[Task details]
Extract every line below that contains the string "light", matching case exactly.

[Records from a dataset]
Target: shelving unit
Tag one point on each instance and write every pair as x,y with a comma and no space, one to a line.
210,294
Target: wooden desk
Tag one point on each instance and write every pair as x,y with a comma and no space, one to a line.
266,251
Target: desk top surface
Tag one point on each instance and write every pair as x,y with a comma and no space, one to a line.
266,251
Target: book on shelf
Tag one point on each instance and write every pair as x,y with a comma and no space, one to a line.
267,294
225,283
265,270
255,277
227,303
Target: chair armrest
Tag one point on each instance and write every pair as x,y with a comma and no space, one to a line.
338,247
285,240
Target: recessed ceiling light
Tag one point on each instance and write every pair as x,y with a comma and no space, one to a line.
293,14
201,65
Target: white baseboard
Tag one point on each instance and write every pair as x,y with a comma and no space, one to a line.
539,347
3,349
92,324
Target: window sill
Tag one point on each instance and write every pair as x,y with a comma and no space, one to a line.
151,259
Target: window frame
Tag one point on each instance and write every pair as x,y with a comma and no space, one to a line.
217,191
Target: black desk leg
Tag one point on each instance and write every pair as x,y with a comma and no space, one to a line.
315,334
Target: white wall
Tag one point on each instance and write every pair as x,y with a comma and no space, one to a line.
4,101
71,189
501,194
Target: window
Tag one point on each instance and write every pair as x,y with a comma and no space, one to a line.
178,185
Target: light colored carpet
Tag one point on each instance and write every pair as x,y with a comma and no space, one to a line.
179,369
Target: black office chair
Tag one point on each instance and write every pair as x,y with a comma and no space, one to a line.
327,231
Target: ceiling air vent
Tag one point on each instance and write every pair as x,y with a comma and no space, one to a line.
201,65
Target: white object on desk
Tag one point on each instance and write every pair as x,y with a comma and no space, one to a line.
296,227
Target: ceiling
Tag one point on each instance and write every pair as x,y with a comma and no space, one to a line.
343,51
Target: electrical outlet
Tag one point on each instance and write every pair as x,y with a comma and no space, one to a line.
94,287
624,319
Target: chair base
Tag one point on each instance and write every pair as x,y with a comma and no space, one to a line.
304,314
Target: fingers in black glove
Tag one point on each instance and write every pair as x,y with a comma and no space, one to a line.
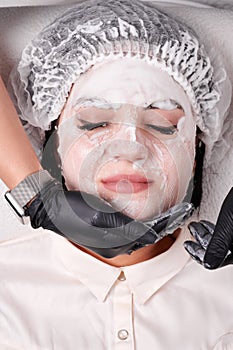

[Reply]
Target: recessed ceiling light
Target: light colored carpet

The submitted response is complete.